(Study text):

++++++++++++++++++++

I’ve never been a Halloween person.
When I was little, I wasn’t allowed to go trick-or-treating. My mother claimed it was a Christian holiday (I think she meant pagan) so we didn’t celebrate it, but I think the truth is that the neighborhood was getting a little dangerous. A few years before, my father had answered the door to give out some candy, and a kid about his height was standing there with an axe. That was the end of that. I couldn’t go outside, so I would don my fake leather, fringed Davy Crockett vest and stand by the kitchen window watching the other children in their costumes going by. When the latch was lifted, the peephole to our apartment door was actually open to the outside, so I took single wrapped pieces of Trident gum and tossed them through the opening, hoping kids would pick them up.
As a result, I never really got into costumes (though at sleepaway camp I painted my face, put aluminum foil on my platform shoes, stuck out my exceptionally long tongue and did a mean version of Gene Simmons from KISS), but the question of identity has always fascinated me. In yoga and meditation, we spend our time pursuing, exploring and trying to understand the truth of who we are — the energy that not only enlivens us but is in fact the thing that connects us with everyone else. That includes those walking around in, as my teacher Erich Schiffman said recently, “their scary Halloween costumes.” When he said that, it gave me pause. I suddenly thought that seeing people as merely costumed beings, masking their true selves, might make it easier for me to feel love and compassion for them — because let me tell you, here in New York City, it’s hard.

++++++++++++++++++++

(Data section):
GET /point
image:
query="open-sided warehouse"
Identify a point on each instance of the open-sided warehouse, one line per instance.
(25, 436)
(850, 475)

++++++++++++++++++++

(Directions):
a) Retype the portion of the Halloween essay starting at "When I was little, I" and ending at "pick them up.", keeping every word and punctuation mark unchanged.
b) List each of the actions the Halloween essay says the narrator performed at sleepaway camp.
c) Render the sentence "When he said that, it gave me pause." from the Halloween essay into French.

(Answers to the tasks):
a)
When I was little, I wasn’t allowed to go trick-or-treating. My mother claimed it was a Christian holiday (I think she meant pagan) so we didn’t celebrate it, but I think the truth is that the neighborhood was getting a little dangerous. A few years before, my father had answered the door to give out some candy, and a kid about his height was standing there with an axe. That was the end of that. I couldn’t go outside, so I would don my fake leather, fringed Davy Crockett vest and stand by the kitchen window watching the other children in their costumes going by. When the latch was lifted, the peephole to our apartment door was actually open to the outside, so I took single wrapped pieces of Trident gum and tossed them through the opening, hoping kids would pick them up.

b)
- Painted their face
- Put aluminum foil on their platform shoes
- Stuck out their exceptionally long tongue
- Did a mean version of Gene Simmons from KISS

c) Quand il a dit cela, cela m'a fait réfléchir.